_TO DO_. From the data that follows, print exactly the lines starting at the one containing "of the shadow" and ending at the one containing "of the sunset"; include both of them and nothing more.

____

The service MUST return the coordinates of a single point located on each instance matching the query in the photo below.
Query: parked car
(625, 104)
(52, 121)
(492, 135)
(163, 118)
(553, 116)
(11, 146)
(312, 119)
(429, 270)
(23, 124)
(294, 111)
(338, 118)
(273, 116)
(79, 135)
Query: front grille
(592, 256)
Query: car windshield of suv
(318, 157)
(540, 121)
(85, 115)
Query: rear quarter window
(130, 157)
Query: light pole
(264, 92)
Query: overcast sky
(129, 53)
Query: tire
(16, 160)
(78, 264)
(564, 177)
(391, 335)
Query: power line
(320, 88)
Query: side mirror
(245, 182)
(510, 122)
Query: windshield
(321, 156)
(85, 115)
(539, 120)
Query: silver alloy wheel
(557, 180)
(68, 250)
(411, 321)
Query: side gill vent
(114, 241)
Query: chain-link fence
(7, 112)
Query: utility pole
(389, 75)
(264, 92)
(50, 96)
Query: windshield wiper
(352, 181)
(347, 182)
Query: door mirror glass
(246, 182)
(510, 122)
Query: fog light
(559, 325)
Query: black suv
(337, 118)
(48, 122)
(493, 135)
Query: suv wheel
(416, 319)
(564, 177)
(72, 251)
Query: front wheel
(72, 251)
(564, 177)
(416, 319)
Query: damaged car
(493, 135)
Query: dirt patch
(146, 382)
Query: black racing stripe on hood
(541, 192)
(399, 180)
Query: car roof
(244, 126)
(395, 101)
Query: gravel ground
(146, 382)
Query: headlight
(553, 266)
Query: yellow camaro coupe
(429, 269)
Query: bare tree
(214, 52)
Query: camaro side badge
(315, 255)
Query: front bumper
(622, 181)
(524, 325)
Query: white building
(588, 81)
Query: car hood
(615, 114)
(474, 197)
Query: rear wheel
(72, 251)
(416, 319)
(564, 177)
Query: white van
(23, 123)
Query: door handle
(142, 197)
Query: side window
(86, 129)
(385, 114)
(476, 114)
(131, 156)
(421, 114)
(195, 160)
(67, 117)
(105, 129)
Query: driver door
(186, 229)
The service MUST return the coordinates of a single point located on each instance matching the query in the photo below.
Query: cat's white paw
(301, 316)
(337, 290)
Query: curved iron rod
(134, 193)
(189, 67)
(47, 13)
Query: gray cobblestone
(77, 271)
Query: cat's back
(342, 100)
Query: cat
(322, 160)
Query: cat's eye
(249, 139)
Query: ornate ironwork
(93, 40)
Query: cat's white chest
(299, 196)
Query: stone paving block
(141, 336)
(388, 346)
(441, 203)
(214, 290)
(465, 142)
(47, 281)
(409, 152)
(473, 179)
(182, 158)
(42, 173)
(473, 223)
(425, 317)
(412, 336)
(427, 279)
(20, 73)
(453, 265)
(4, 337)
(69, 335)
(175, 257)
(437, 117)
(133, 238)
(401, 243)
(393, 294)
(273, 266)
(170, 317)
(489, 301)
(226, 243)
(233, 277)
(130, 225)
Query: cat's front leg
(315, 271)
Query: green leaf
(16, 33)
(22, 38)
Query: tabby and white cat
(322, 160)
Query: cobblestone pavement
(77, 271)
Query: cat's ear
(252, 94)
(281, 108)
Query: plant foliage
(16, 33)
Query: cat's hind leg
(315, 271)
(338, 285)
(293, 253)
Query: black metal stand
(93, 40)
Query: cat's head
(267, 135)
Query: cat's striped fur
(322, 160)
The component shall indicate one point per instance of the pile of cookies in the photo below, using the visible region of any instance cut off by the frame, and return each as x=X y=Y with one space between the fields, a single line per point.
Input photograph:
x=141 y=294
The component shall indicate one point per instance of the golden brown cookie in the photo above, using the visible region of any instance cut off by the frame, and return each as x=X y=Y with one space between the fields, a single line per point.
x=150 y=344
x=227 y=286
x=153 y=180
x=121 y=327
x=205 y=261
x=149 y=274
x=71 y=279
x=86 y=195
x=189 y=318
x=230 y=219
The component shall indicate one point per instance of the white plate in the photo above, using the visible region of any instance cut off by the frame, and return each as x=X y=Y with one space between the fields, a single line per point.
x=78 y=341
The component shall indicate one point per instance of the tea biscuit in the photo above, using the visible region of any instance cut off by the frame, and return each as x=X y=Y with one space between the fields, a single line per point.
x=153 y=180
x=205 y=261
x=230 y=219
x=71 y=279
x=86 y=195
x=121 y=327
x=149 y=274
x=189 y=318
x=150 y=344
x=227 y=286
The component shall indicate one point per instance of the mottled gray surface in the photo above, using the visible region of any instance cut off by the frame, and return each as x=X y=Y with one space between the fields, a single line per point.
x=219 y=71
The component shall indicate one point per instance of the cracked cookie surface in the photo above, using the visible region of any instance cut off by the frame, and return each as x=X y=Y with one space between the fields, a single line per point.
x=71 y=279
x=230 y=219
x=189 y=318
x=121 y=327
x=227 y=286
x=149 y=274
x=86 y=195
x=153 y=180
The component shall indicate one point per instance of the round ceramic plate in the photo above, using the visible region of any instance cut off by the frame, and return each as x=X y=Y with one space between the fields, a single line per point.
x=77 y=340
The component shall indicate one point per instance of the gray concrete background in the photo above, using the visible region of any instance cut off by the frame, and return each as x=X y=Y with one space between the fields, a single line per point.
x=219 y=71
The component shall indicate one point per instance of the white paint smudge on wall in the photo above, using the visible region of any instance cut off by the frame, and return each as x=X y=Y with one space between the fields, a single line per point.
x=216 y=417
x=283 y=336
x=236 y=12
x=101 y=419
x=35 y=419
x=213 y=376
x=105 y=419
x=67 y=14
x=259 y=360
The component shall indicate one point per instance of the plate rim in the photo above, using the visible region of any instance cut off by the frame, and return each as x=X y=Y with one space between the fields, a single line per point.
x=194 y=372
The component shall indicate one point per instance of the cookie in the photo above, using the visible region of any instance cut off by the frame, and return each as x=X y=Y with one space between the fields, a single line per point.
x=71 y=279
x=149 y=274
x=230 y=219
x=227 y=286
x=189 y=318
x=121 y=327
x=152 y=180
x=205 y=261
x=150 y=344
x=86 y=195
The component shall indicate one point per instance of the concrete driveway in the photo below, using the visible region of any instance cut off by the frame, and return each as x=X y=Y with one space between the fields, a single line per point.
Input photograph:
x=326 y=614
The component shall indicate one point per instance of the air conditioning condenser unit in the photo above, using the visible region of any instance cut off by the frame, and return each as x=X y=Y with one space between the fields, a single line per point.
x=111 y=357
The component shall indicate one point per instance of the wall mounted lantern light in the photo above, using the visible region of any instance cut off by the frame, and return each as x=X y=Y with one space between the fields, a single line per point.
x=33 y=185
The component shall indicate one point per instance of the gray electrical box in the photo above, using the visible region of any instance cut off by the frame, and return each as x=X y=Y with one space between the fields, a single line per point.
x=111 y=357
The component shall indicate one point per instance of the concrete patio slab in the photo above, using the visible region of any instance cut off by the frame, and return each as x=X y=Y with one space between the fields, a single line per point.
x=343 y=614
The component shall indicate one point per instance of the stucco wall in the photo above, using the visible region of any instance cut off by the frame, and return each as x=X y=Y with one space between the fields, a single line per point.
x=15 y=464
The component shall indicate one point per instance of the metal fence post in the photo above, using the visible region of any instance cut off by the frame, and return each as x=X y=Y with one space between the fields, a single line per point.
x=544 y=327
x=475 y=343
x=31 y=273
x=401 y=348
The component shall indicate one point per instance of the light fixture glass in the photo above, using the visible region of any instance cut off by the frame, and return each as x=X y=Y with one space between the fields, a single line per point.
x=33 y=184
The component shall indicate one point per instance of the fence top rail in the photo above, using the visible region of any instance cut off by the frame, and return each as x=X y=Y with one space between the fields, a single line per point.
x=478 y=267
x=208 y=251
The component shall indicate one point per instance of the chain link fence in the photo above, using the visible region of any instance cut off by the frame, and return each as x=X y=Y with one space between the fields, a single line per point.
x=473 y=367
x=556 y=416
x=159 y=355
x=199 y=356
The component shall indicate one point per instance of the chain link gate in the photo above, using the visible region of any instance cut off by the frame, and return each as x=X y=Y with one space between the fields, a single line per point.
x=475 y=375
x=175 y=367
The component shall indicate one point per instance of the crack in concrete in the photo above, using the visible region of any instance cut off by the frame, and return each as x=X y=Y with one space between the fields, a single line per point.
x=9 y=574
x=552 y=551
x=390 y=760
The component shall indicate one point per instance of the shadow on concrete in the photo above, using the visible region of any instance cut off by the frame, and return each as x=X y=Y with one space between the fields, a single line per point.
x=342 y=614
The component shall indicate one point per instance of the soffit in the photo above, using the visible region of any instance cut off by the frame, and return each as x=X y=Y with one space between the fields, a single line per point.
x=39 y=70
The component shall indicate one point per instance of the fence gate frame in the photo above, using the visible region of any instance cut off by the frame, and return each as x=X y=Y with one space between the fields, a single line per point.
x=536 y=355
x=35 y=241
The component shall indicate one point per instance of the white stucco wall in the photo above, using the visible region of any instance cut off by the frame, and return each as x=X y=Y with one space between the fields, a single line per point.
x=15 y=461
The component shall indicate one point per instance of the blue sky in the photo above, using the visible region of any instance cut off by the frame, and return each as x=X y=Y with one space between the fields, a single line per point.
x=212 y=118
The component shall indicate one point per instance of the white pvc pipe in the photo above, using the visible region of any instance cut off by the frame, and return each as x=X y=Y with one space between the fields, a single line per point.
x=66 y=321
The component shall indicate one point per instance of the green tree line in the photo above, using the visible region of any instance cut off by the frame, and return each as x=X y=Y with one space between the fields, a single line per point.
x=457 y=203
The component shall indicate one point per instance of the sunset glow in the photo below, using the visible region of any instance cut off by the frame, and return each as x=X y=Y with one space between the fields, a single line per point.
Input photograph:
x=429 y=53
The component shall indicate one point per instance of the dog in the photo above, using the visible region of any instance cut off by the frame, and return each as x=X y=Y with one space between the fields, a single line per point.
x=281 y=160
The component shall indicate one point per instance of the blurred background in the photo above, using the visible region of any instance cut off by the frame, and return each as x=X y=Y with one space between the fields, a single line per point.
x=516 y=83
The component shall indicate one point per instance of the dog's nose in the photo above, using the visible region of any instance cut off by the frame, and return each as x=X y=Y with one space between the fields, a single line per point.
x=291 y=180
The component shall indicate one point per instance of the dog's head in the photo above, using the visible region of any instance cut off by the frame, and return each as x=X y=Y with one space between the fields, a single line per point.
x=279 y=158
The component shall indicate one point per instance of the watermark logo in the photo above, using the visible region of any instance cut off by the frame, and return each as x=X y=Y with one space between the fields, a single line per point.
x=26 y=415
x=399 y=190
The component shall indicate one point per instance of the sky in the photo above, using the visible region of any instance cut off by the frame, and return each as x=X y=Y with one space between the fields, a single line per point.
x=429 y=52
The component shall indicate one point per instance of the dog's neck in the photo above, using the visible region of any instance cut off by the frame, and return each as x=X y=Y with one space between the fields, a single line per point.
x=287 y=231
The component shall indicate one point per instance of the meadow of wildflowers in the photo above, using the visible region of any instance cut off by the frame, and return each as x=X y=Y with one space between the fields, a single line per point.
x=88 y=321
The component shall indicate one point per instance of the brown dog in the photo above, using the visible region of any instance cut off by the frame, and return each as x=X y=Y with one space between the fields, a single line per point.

____

_RESULT OF THE TASK_.
The component shall indicate one point per instance of the shadow on concrete in the photo above, using the visible region of any instance cut off by the frame, and return each as x=X y=Y with one space between the fields, a single line per point.
x=342 y=614
The component shall indicate one point per instance of the soffit in the photo above, using the visible region of any instance cut off by the frame, and return each as x=X y=Y with one space between the fields, a single line per point.
x=39 y=70
The component shall indicate one point per instance of the fence gate frame in the photo above, using the visible region of any instance cut off by the frame, and return each as x=X y=Y with one space between the fields, a single line per point.
x=536 y=355
x=35 y=241
The component shall indicate one point per instance of the white stucco wall in the photo above, using the visible region of any instance cut off by the frame, and return each as x=X y=Y with one space between the fields, a single line per point.
x=15 y=461
The component shall indicate one point per instance of the blue sky in the photo above, using the visible region of any instance cut off by the frame, and return each as x=X y=Y with one space between the fields, a single line per point.
x=212 y=118
The component shall indicate one point per instance of the white pvc pipe in the photo above, using the visible region of any instance cut off by the frame, and return each as x=X y=Y with one space between the fields, a single line per point.
x=66 y=321
The component shall indicate one point per instance of the green tree line in the photo above, using the visible region of any instance cut off by the frame, and return each as x=X y=Y with one space between the fields, a single line per point.
x=457 y=203
The component shall indicate one point per instance of the sunset glow in the photo below, using the visible region of any instance cut off by the frame, and return each as x=X y=Y with one space between the fields, a single line per point.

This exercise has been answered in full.